▸ THE PROBLEM
Print out the data precisely as it appears here, with no pictures.

▸ INFORMATION PROVIDED
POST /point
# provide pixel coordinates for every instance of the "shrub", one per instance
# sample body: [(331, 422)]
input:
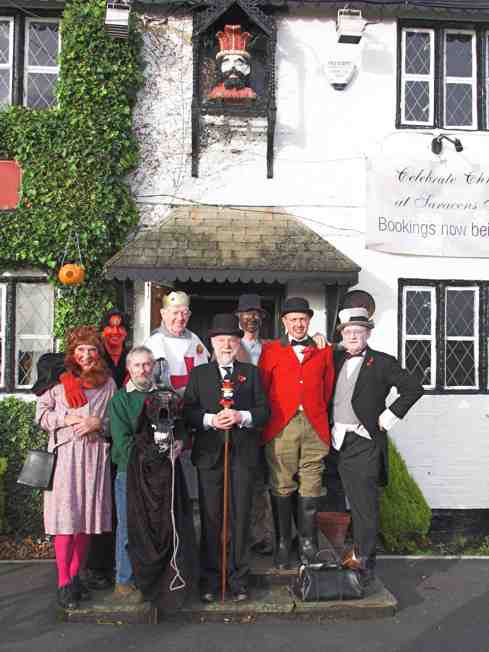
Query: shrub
[(405, 516), (3, 520), (18, 433)]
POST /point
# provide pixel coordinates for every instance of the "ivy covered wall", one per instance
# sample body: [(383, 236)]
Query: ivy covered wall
[(75, 158)]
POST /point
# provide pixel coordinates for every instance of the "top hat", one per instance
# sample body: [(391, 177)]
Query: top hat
[(296, 304), (352, 316), (249, 302), (225, 324), (176, 299)]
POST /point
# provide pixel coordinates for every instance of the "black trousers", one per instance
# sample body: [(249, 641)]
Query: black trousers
[(359, 465), (211, 489)]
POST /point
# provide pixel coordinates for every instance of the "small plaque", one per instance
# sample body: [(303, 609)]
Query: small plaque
[(340, 72)]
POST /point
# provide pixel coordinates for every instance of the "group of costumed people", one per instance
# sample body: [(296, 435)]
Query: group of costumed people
[(123, 423)]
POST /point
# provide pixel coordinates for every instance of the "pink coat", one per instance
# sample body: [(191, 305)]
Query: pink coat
[(81, 499)]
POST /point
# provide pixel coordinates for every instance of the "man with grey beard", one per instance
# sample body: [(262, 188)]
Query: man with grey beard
[(242, 420)]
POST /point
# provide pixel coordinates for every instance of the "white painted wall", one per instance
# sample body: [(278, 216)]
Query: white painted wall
[(323, 138)]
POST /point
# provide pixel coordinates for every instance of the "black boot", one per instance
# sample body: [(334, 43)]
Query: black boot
[(308, 547), (282, 520), (79, 589), (66, 599), (367, 571)]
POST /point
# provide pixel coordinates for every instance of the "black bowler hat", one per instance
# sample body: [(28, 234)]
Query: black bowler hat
[(225, 324), (249, 302), (296, 304)]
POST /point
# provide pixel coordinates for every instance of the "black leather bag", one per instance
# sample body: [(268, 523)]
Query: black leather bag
[(319, 582), (38, 469)]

▸ FINISHED TASK
POST /point
# provide pixel coordinates for every instance of the "shrub", one per instance
# sample body: [(331, 422)]
input:
Query: shrub
[(405, 516), (3, 520), (18, 433)]
POST /point
# provide pixel coordinates for every instance of the "ivy covered wall", one per instance
# sample body: [(383, 236)]
Query: ivy covered wall
[(75, 158)]
POST /point
# provide pixel coordinates for every instance of the "top hat", one per instance
# sample body: [(391, 177)]
Query: top hat
[(296, 304), (352, 316), (249, 302), (225, 324), (176, 299)]
POST /point
# provide pixel coordinates for every instance of the "black trousers", one per instance
# sample body: [(249, 641)]
Query: black trousers
[(359, 465), (211, 489)]
POST /point
# provide pixel coordinates for every instance of the "small plaque", one per instance
# sample body: [(303, 609)]
Query: small plaque
[(340, 72)]
POST /point
# provide pixel coordinates for every instance of the "group of costumed people", one per instance
# sample body: [(296, 435)]
Query: group of costumed people
[(123, 423)]
POST /point
# provide pixel coordinates for every instance of the "pink coat", one per instance
# sample body: [(191, 305)]
Query: pink coat
[(81, 499)]
POST /point
# provide pixel coordinates for every instance of the "man with grey beard", one per instance
# sample body: [(262, 188)]
Query: man with grey beard
[(242, 420)]
POST /point
# provide pixel coordinates for every instance of the "white painted wall", one per instance
# sample body: [(278, 216)]
Query: white painted wall
[(323, 138)]
POST /point
# provide pixel coordinates for every instance of the "black boot", one per instance
# sample body: [(334, 43)]
Query: black boot
[(308, 547), (282, 520), (79, 589), (66, 599), (367, 571)]
POST /point
# provide pixel coordinates for every instance of the "black bowler hat", one per instance
# sample body: [(28, 234)]
Query: black bowler hat
[(225, 324), (249, 302), (296, 304)]
POST /point
# provide pixel coordinates for every instance of the "black leather bag", one per instance
# sample body: [(268, 523)]
Query: black leather bag
[(319, 582), (38, 469)]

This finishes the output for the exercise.